Data analyses are generally not “one size fits all”; this is particularly true when with approaches used to analyze RNA-seq and microarray data. The characteristics of the data produced by these two technologies can be quite different. This tutorial has example analyses organized by technology so you can follow examples that are more closely tailored to the nature of the data at hand.
Table of Contents generated with DocToc
RNA-sequencing measures gene expression by direct high-throughput sequencing methods after the RNA has been isolated from a sample.
(based on diagram from “An introduction to RNA-Seq methods, applications, experimental design, and technical challenges” 2015)
The diagram above provides a brief overview of the RNA-seq process, which includes extracting the total RNA from a tissue population, isolating the specific RNA species, converting the RNA to cDNA, and constructing a sequencing library to perform PCR amplification and sequencing. As with all experimental methods, RNA-seq has strengths and limitations that you should consider in regards to your scientific questions.
The nature of sequencing introduces several different kinds of biases:
Love (2016) discusses these biases in this blog post which includes this handy figure.
Most normalization methods, including refine.bio’s processing methods, attempt to mitigate these biases, but these biases can never be fully negated. Some of these biases have been addressed to the extent that they can by our refine.bio processing methods so you don’t have to worry too much about them. In brief, refine.bio data is quantified by Salmon using their correction algorithms: --seqbias
and --gcbias
.
refine.bio data is available for you quantile normalized, which can address some library size biases. But more often than not, our example modules will recommend using the option for downloading non-quantile normalized data (note that this is RNA-seq specific, and microarray data does not have this download option).
See here for more about the quantile normalization process in refine.bio.

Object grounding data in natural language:
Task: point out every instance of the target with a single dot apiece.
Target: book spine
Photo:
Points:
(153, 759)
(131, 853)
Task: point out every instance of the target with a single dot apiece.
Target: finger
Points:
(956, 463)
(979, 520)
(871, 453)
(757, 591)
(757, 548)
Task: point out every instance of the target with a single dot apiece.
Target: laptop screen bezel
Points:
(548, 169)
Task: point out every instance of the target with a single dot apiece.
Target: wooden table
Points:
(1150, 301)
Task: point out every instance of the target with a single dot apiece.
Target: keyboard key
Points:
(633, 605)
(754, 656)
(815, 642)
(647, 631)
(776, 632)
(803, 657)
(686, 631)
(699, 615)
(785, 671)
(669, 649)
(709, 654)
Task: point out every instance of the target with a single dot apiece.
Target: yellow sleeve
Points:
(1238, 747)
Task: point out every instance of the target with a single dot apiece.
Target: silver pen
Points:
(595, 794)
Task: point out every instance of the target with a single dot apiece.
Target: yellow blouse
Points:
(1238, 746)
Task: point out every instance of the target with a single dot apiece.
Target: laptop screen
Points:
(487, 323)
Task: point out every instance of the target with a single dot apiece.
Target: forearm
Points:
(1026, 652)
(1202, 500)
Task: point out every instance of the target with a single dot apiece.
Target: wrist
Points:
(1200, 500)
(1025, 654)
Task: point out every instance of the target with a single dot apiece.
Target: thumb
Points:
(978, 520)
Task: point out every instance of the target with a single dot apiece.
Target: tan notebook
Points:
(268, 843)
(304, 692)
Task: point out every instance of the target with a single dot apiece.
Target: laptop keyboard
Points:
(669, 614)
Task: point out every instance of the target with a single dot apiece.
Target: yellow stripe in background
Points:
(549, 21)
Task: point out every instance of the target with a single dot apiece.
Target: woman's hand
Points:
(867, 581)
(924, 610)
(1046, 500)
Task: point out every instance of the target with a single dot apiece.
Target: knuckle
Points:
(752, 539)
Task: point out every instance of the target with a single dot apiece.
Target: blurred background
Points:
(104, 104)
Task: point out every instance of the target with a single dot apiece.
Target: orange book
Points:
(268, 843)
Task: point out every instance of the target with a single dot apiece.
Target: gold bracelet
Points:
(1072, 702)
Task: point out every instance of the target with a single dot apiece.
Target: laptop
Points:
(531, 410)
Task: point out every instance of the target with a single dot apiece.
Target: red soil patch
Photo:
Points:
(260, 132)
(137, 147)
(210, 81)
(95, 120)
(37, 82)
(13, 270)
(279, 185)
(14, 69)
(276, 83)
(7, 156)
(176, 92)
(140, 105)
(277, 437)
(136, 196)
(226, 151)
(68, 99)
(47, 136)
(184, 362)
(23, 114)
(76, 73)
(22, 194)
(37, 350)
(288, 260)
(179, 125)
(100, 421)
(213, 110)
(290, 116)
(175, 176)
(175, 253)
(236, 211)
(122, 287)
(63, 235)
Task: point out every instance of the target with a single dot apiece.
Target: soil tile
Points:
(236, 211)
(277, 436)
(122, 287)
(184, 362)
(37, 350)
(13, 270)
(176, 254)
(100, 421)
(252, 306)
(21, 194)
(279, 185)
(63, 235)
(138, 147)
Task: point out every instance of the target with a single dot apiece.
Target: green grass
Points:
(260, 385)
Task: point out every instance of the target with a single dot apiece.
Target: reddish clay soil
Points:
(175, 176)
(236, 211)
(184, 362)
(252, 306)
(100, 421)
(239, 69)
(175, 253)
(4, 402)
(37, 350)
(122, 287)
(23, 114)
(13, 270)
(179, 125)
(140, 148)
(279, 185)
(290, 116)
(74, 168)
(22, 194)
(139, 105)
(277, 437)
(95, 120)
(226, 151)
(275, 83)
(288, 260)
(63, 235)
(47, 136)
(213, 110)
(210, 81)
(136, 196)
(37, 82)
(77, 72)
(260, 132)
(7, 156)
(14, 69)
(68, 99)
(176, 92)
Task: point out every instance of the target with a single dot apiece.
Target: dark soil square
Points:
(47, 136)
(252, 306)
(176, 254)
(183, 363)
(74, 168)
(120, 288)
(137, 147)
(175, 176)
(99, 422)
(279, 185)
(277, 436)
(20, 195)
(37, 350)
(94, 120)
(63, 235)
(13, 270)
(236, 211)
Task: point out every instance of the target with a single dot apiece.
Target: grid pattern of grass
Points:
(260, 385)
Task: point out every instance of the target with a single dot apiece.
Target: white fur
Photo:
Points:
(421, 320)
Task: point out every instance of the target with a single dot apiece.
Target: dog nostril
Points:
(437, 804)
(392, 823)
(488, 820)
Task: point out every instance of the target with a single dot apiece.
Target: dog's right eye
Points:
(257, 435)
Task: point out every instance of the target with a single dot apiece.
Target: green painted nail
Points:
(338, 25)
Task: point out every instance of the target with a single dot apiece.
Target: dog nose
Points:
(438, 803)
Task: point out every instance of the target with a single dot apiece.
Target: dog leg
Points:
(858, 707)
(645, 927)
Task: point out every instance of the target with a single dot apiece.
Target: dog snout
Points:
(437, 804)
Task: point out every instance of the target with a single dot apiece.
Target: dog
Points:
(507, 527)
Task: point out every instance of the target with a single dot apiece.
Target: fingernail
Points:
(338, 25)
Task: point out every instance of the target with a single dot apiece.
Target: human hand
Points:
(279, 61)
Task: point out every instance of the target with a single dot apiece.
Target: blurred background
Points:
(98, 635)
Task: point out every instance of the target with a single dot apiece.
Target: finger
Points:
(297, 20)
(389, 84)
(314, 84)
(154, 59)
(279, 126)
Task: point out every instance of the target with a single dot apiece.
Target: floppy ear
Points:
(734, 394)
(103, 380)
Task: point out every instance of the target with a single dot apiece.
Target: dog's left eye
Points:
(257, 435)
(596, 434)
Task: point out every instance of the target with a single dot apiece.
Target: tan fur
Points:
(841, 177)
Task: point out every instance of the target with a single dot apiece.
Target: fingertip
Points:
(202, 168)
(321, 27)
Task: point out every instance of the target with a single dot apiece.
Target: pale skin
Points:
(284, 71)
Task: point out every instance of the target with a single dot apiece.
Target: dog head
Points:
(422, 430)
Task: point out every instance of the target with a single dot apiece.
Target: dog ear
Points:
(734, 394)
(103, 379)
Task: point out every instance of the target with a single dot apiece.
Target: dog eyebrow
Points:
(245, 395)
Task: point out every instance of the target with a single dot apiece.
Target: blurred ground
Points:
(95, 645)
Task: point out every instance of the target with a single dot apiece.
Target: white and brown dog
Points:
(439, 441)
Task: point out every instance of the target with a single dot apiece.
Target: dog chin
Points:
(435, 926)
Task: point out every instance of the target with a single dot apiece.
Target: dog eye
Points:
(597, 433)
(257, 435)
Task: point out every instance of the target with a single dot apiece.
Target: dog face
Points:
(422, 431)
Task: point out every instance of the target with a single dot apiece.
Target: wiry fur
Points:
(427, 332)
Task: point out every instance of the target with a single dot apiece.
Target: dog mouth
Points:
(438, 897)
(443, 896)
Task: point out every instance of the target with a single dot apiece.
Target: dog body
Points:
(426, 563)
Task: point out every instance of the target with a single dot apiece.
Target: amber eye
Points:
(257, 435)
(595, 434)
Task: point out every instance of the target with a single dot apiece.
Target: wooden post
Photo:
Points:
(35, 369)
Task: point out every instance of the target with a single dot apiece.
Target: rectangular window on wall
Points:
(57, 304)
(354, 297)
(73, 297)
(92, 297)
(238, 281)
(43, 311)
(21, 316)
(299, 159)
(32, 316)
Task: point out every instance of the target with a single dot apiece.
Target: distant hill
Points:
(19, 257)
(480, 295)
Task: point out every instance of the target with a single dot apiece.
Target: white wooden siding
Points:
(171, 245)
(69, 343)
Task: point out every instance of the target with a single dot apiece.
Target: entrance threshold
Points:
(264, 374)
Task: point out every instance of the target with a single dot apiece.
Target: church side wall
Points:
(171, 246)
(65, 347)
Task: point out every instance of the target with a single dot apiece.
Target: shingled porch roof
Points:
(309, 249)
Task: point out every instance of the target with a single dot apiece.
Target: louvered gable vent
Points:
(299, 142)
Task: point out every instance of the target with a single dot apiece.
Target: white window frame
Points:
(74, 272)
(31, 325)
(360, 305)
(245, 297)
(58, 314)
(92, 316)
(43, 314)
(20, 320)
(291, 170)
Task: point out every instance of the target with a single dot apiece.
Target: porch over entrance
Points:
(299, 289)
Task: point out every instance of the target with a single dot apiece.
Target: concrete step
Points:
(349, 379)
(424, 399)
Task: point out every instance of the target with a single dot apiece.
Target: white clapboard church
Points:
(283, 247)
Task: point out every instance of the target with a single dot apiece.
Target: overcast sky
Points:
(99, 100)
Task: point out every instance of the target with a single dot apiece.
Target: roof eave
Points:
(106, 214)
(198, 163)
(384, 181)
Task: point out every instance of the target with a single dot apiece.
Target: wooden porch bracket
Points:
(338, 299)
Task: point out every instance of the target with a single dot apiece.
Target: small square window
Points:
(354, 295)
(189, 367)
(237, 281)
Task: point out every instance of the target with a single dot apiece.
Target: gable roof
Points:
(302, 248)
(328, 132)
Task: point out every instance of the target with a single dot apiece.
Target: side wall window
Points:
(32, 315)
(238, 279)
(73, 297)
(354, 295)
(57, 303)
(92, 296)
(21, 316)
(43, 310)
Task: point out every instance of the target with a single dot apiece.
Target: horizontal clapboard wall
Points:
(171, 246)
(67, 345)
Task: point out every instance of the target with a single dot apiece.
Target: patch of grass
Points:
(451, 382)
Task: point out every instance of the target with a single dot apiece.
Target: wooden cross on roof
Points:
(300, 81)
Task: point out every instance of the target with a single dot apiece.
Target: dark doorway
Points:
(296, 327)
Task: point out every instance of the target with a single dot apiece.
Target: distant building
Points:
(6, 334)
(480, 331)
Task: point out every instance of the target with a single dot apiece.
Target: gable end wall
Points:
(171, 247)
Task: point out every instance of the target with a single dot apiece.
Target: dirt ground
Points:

**Exercise details**:
Carry on the RNA-seq tutorial from the point where it ends. The grounding data has no part in this exercise.

**Exercise result**:
DESeq2 is an R package that is built for differential expression analysis but also has other useful functions for prepping RNA-seq counts data (Love et al. 2014). Our refine.bio data is summarized to the gene-level with tximport before you download it (Soneson et al. 2015) which is also from the same creators as DESeq2, so they are made to play well together. We generally like DESeq2 because it has great documentation and helpful tutorials.
Many R Bioconductor packages have specialized object types they want your data to be formatted as. For DESeq2, before we can use a lot the special functions, we need to get our data into a DESeqDataSet
object. DESeqDataSet
objects not only store your data, but additional transformations of your data, model information, etc.
From our refine.bio datasets, we will use a function DESeqDataSetFromMatrix()
to create our DESeqDataSet
objects. This DESeq2 function requires you provide counts and not a normalized or corrected value like TPMs. Which is why our examples advise downloading non-quantile normalized from refine.bio.
Our examples recommend using DESeq2 for normalizing your RNA-seq data. You may have heard about or worked with FPKM, TPM, RPKMs; how does DESeq2’s normalization compare? This handy table from an online Harvard Bioinformatics Core course nicely summarizes and compares these different methods (Harvard Chan Bioinformatics Core). For more about the steps behind DESeq2 normalization, we highly recommend this StatQuest video which explains it quite nicely (Starmer 2017a).
To normalize and transform our data with DESeq2, we generally use vst()
(variance stabilizing transformation) or rlog()
(regularized logarithm transformation). Both methods are very similar. Both normalize your data by correcting for library size differences but they also transform your data removing the dependence of the variance on the mean, meaning that low mean genes won’t have inflated variance from just one or a few samples having higher values than the rest (Michael I. Love and Huber 2020). Of the two methods, rlog()
takes a bit longer to run (Michael I. Love and Huber 2019). If you end up using a larger dataset and rlog()
transformation takes a bit too long, you can switch to using vst()
with confidence since they yield similar results given the dataset is large enough (Michael I. Love and Huber 2019).
If a gene is not detected in any of the samples in a set through our processing, it is still kept in the Gene
column, but it will be reported as 0
. But if the gene you are interested in does not have an Ensembl ID according to the version of the annotation we used, it will not be reported in any refine.bio download.
In short, both edgeR and DESeq2 are good options and we at the CCDL just went with one of our preferences! See this blog that summarizes these – by one of the creators of DESeq2 – he agrees edgeR is also great.
If you have strong preferences for edgeR, you can definitely use your refine.bio data with it, but we currently do not have examples of that. In this case, we’d refer you to edgeR’s section of this example analysis and wish you the best of luck on your data adventures (Hansen)!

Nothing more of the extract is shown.